:: Quoted passage ::
(begin)

Tuesday, December 17, 2013

Bogus ambiguity warnings in LLLPG

Sometimes LLLPG gives me a warning that I just can't fathom. I'm currently writing the parser for Enhanced C#, and I got a very puzzling warning:
using TT = TokenType;

partial class EcsParser {
[DefaultK(3)]
LLLPG parser(laType(TokenType), matchType(int), setType(HashSet!int))
{
   alias("(" = TT.LParen);
   alias(")" = TT.RParen);
   alias("[" = TT.LBrack);
   alias("]" = TT.RBrack);
   alias("." = TT.Dot);
   alias("!" = TT.Not);
   alias("<" = TT.LT);
   alias(">" = TT.GT);
   alias("," = TT.Comma);

   // Complex identifier, e.g. accepts x.y or x but rejects x
   token ComplexId() @[
      IdAtom 
      RestOfId()
   ];
   rule IdAtom @[
      (TT.Id|TT.TypeKeyword)

(end)

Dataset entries
(begin)

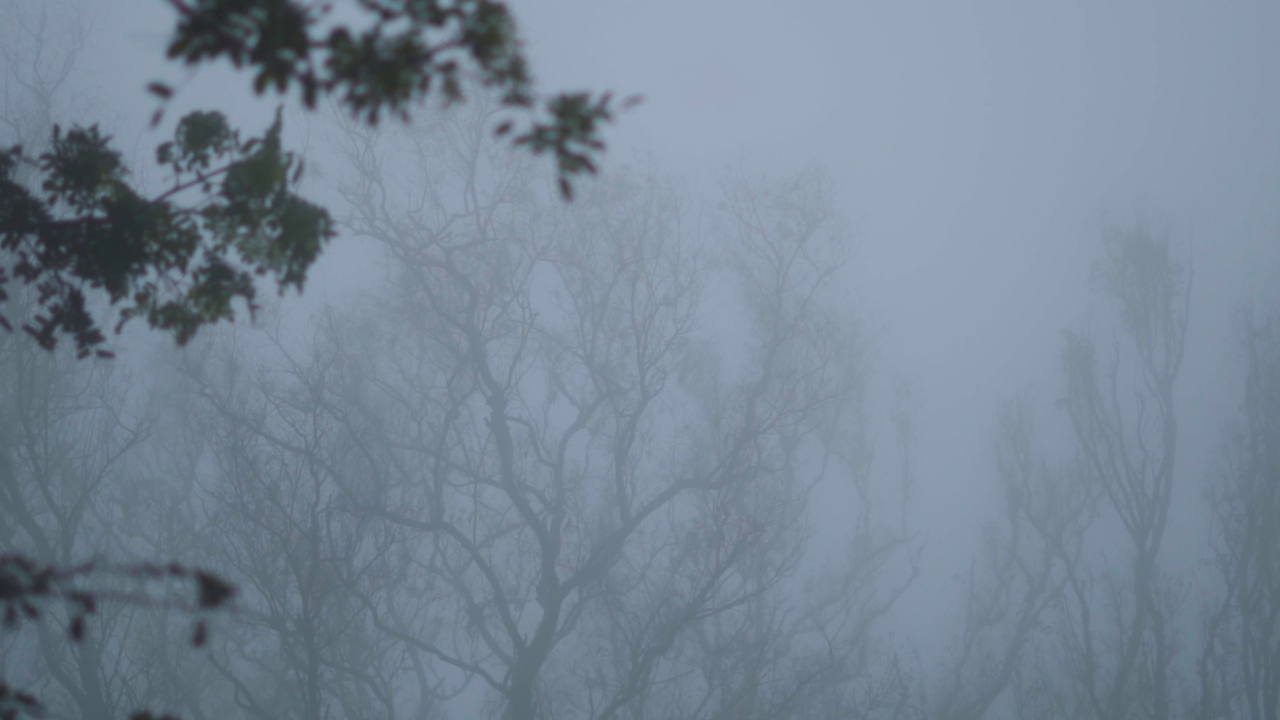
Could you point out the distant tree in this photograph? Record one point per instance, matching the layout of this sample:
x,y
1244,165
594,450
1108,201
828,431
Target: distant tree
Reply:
x,y
1239,664
229,213
1028,554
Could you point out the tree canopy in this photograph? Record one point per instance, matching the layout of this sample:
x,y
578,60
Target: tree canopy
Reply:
x,y
231,212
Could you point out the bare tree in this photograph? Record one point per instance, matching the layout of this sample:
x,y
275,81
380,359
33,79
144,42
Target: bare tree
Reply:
x,y
1239,664
595,502
1119,639
1028,555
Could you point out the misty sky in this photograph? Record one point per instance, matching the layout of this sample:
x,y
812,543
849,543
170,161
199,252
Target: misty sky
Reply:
x,y
976,146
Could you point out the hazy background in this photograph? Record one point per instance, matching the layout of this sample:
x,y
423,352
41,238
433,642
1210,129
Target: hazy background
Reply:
x,y
976,149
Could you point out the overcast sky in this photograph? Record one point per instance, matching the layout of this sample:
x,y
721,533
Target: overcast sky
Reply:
x,y
976,146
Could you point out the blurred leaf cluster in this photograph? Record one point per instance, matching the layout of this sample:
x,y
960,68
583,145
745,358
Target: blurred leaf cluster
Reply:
x,y
231,212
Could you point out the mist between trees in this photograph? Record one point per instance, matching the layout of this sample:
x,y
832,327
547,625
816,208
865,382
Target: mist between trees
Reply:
x,y
562,460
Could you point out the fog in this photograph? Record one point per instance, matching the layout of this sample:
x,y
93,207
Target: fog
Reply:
x,y
903,360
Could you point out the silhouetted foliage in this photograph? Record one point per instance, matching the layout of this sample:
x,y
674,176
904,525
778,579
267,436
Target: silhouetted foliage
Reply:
x,y
229,214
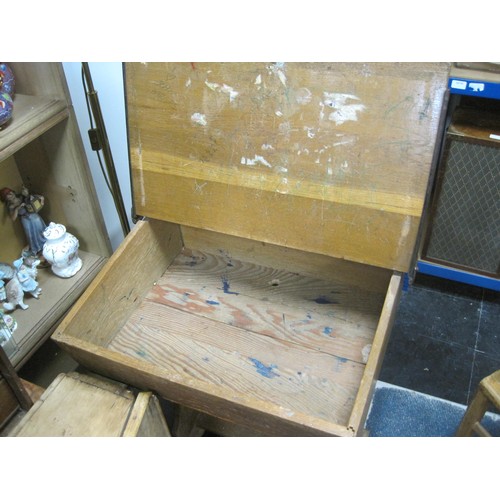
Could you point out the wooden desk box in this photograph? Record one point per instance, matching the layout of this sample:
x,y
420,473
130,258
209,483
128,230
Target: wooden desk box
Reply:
x,y
282,204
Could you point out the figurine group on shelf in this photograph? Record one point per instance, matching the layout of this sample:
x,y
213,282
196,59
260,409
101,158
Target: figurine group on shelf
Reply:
x,y
47,245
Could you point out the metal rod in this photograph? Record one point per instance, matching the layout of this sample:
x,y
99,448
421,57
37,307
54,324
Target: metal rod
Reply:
x,y
106,150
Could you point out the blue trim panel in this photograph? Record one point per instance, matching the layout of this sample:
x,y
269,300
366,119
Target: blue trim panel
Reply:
x,y
458,275
475,88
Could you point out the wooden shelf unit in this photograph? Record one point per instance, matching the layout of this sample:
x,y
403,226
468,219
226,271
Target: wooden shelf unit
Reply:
x,y
41,147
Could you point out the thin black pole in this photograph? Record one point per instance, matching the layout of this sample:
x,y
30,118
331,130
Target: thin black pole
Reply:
x,y
106,150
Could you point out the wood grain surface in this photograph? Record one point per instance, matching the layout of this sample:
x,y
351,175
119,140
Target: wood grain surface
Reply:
x,y
333,158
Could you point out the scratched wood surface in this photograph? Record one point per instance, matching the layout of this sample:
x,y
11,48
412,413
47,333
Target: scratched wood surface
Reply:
x,y
256,333
328,158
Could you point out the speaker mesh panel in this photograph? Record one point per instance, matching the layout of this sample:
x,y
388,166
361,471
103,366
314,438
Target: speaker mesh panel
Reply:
x,y
465,229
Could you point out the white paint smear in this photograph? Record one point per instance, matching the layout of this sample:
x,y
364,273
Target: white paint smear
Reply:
x,y
303,96
278,70
199,119
343,111
225,89
257,159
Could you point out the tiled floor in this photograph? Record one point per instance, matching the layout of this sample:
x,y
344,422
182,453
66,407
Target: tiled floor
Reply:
x,y
445,339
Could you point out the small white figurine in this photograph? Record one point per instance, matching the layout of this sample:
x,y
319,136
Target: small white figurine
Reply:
x,y
22,282
61,251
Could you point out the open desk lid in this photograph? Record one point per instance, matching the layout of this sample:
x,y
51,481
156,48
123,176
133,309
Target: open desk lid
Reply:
x,y
332,158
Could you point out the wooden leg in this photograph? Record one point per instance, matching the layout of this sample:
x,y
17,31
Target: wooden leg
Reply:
x,y
9,374
474,413
185,423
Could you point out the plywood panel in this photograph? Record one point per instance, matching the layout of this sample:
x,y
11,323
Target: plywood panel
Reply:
x,y
330,158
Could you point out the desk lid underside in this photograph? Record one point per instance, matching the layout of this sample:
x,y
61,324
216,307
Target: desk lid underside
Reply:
x,y
331,158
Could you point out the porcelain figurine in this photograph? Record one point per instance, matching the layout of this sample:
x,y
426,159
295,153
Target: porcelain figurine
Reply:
x,y
26,207
23,282
7,80
61,251
8,326
7,86
6,108
3,293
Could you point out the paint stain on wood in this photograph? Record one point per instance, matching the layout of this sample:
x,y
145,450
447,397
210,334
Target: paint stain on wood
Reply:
x,y
226,286
262,369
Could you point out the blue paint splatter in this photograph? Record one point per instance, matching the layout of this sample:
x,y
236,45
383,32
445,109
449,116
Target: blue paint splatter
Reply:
x,y
262,369
226,286
324,300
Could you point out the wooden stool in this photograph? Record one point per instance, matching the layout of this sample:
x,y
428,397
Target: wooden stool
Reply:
x,y
81,405
487,393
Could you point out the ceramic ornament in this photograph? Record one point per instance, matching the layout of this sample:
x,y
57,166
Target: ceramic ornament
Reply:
x,y
61,251
7,84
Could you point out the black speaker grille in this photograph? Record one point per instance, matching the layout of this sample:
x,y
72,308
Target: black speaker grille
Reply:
x,y
465,228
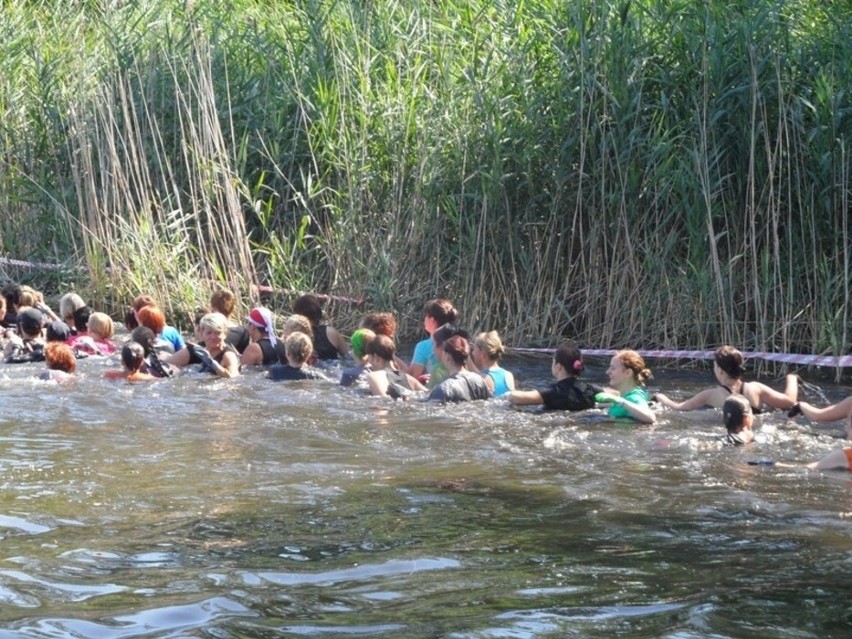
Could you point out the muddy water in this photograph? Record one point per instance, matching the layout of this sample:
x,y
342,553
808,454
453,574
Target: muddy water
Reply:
x,y
195,507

(end)

:: What to do ::
Carry on the blog post about the bogus LLLPG ambiguity warning, starting right after its final line of grammar code.

:: Response ::
   ];
   rule RestOfId() @[
      // Warning: Optional branch is ambiguous for input such as «TT.Dot TT.Id _»
      // ((TT.Dot|TT.Not|TT.LT), (TT.Id|TT.TypeKeyword|TT.LParen|TT.LBrack|TT.GT), ~()) 
      TParams()?
      DotRestOfId()?
   ];
   rule DotRestOfId() @[
      "." IdAtom
      RestOfId()
   ];
   rule TParams() @[ // type parameters
      ( "<" (ComplexId ("," ComplexId)*)? ">"
      // Also allow Nemerle-style type parameters (e.g. Dictionary.[int,string])
      | "." "[" "]"
      // D-style type parameters (Dictionary!(int, string))
      //| "!" "(" ")"
      )
   ];
}};
I actually started with a 600-line parser and slowly reduced it to this minimal test case. In fact the grammar is unambiguous, so why does this warning occur? (and by the way, LLLPG's example case varies depending on small details of the grammar; at first it always said «TT.LT TT.GT _» but would give some other example if the aliases were removed.) If you can't figure it out, I don't blame you; I actually attached a debugger to see LLLPG's internal state at the time of the warning, and I couldn't figure it out either.

The generated code is wrong for RestOfId(), but correct for the other rules. How is it wrong?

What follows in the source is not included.